→ **TEXTE FOURNI**:

====

Ce n’est pas notre affaire, évidemment. La question de la foi est une question intime, propre à l’âme de chacun, nous n’avons pas à aborder cela au sein de Démographie Responsable. Par contre, il est intéressant de montrer qu’à chacun d’entre eux, et malgré leurs différences, quelles que soient leurs positions, on peut faire exactement la même réponse.

Nous disons : « Voyez, cette phrase a été écrite il y a 2 000 ans. C’est-à-dire dans un monde où il y avait (là encore, l’INED était bébé) entre 150 et 250, disons 200 millions d’habitants ! Nous sommes 7 milliards, c’est-à-dire qu’il y avait 35 fois moins d’Hommes qu’aujourd’hui ».
Là aussi c’est un autre monde, cela n’a rien à voir.
Les gens savent que nous étions moins nombreux auparavant, mais beaucoup ne connaissent pas par cœur ces chiffres ou en tout cas, n’ont pas intégré ces ordres de grandeur.

Le phénomène ne s’est pas arrêté là. Récemment, au cours du seul 20ème siècle, nous avons multiplié nos effectifs par quatre. Nous étions 1,6 milliard en 1900, nous étions 6 milliards en l’an 2 000 et depuis nous avons encore gagné un milliard de plus.
J’ai un souvenir particulier. C’est le jour où l’Homme a posé le pied sur la Lune. Depuis ce jour, le 21 juillet 1969 où Neil Armstrong a marché sur notre satellite, ce n’est pas si lointain, nous avons multiplié nos effectifs par deux !

====

→ **SÉRIE D'EXERCICES**:
1. Recopiez mot pour mot le passage du texte sur la démographie allant de « Le phénomène ne » jusqu'à « milliard de plus. » inclus.
2. Répondez aux questions suivantes d'après le texte sur la démographie.
(a) Combien d'habitants la Terre comptait-elle en 1900 ?
(b) À quelle date Neil Armstrong a-t-il marché sur la Lune ?
(c) Par combien nos effectifs ont-ils été multipliés au cours du seul 20ème siècle ?
3. Prolongez le texte sur la démographie à partir de sa dernière phrase.

[Données d'étiquetage de régions]
====

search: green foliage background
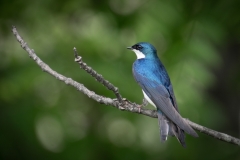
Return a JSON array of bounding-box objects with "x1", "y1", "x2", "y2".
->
[{"x1": 0, "y1": 0, "x2": 240, "y2": 160}]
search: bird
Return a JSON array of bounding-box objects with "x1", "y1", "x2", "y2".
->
[{"x1": 127, "y1": 42, "x2": 198, "y2": 147}]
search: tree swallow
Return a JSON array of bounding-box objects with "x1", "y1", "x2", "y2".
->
[{"x1": 127, "y1": 42, "x2": 198, "y2": 147}]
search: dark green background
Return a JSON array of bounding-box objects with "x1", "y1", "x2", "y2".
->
[{"x1": 0, "y1": 0, "x2": 240, "y2": 160}]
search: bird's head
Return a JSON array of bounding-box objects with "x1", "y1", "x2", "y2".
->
[{"x1": 127, "y1": 42, "x2": 157, "y2": 59}]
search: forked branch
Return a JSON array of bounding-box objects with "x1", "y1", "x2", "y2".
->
[{"x1": 12, "y1": 26, "x2": 240, "y2": 145}]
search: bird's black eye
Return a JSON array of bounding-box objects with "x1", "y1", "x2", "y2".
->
[{"x1": 132, "y1": 44, "x2": 143, "y2": 50}]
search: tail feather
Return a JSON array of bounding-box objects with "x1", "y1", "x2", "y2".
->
[
  {"x1": 158, "y1": 111, "x2": 169, "y2": 142},
  {"x1": 158, "y1": 111, "x2": 186, "y2": 147}
]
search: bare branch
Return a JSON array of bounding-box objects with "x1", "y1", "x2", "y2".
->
[
  {"x1": 73, "y1": 47, "x2": 122, "y2": 103},
  {"x1": 12, "y1": 26, "x2": 240, "y2": 145}
]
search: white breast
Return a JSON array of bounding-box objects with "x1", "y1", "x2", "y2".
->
[{"x1": 142, "y1": 90, "x2": 157, "y2": 108}]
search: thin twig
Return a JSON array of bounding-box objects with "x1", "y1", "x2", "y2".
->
[
  {"x1": 73, "y1": 47, "x2": 123, "y2": 103},
  {"x1": 12, "y1": 26, "x2": 240, "y2": 145}
]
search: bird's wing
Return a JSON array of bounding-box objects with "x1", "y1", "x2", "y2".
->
[
  {"x1": 167, "y1": 84, "x2": 179, "y2": 112},
  {"x1": 134, "y1": 72, "x2": 198, "y2": 137}
]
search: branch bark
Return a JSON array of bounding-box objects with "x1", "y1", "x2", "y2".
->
[{"x1": 12, "y1": 26, "x2": 240, "y2": 145}]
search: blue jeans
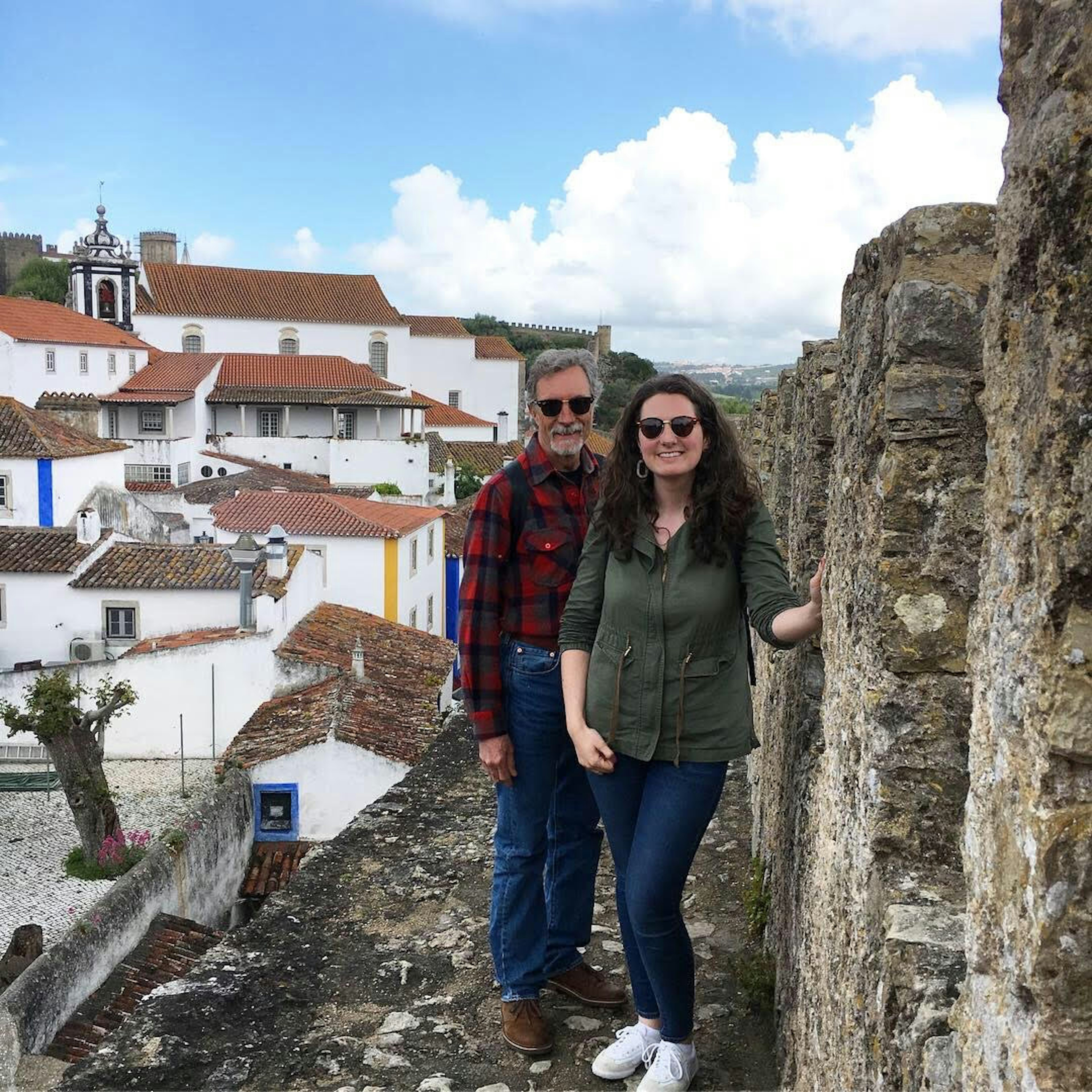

====

→ **RÉSULTATS DES EXERCICES**:
1.
Le phénomène ne s’est pas arrêté là. Récemment, au cours du seul 20ème siècle, nous avons multiplié nos effectifs par quatre. Nous étions 1,6 milliard en 1900, nous étions 6 milliards en l’an 2 000 et depuis nous avons encore gagné un milliard de plus.

2.
(a) 1,6 milliard.
(b) Le 21 juillet 1969.
(c) Par quatre.

3.
Cela a nourri ma réflexion, je trouve que c’est impressionnant et qu’il faut l’avoir à l’esprit.

3 Surpopulation : Une menace pour la durabilité
Je reviens maintenant sur le fond de l’affaire, c’est-à-dire sur ce "pourquoi la surpopulation pose problème pour notre avenir".

C’est d’abord pour une question d’ordre de grandeur.

Ce n’est pas par dogmatisme que Démographie Responsable milite pour une démographie plus douce, c’est d’abord par réalisme, par prise de conscience de ces ordres de grandeur.

On peut faire quelque chose pour la consommation de matière, on peut faire quelque chose pour la consommation d’énergie, on peut essayer de prélever moins de ressources, on peut avoir des voitures qui consomment moins, on peut recycler les matériaux. Tout cela, les écologistes en parlent, les règlementations, comme je vous l’ai dit, commencent à le prendre en compte. Mais il y a une chose que l’on ne peut pas faire : c’est jouer sur la consommation d’espace.

Quoi que l’on fasse, sauf à entasser les Hommes et encore faudra-t-il disposer de zones réservées à la production, quoi que l’on fasse nous sommes en train de grignoter la planète.

Cela se constate physiquement sur les photos satellites ou l’on voit les villes qui grandissent, cela se voit sur les images de l’Amazonie toujours plus grignotée.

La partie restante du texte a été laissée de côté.